◆ **ARTICLE**:
=-=-=-=-=

Currently going through an old question which concerns a particle of mass $m$ on the interval $[-a,a]$ with potential $V=V_0$. In the question it says to show that the energy levels of the particle are $E=V_0+\frac{n^2\pi^2\hbar^2}{8ma^2}$, but after numerous tries and checks I keep getting $E=V_0+\frac{n^2\pi^2\hbar^2}{2ma^2}$, just want to check that the answer in the question isn't just wrong so I stop wasting my time trying to figure out where I went wrong. Thank you for your help!
WORKING:
Letting $k=\frac{(2m{E-V_0)^\frac{1}{2}}}{\hbar}$, I got the only non trivial solution to the SE is $Acos(kx)+Bsin(kx)$ and using the conditions that the wave function should be 0 at the endpoints, I got $ka=n\pi$, but the answer in the question works only if $ka=\frac{n\pi}{2}$ and im not sure why this should be the case.

=-=-=-=-=

◆ **STORED ROWS**:

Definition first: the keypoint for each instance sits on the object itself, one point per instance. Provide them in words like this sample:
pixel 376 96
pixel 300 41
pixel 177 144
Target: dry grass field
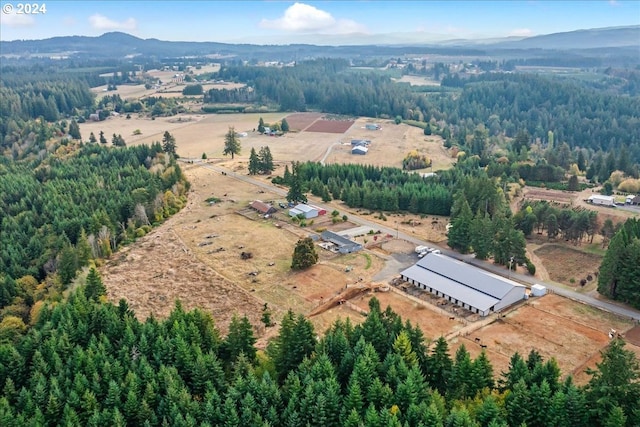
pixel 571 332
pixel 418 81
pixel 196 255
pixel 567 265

=-=-=-=-=

◆ **REQUIREMENTS**:
Swap "particle" for "body" in the post about the particle's energy levels, and write out that post between "Currently going through" and "for your help!", inclusive. The rows stand apart from the text and are separate material.

◆ **SOLUTION FOR THIS EXERCISE**:
Currently going through an old question which concerns a body of mass $m$ on the interval $[-a,a]$ with potential $V=V_0$. In the question it says to show that the energy levels of the body are $E=V_0+\frac{n^2\pi^2\hbar^2}{8ma^2}$, but after numerous tries and checks I keep getting $E=V_0+\frac{n^2\pi^2\hbar^2}{2ma^2}$, just want to check that the answer in the question isn't just wrong so I stop wasting my time trying to figure out where I went wrong. Thank you for your help!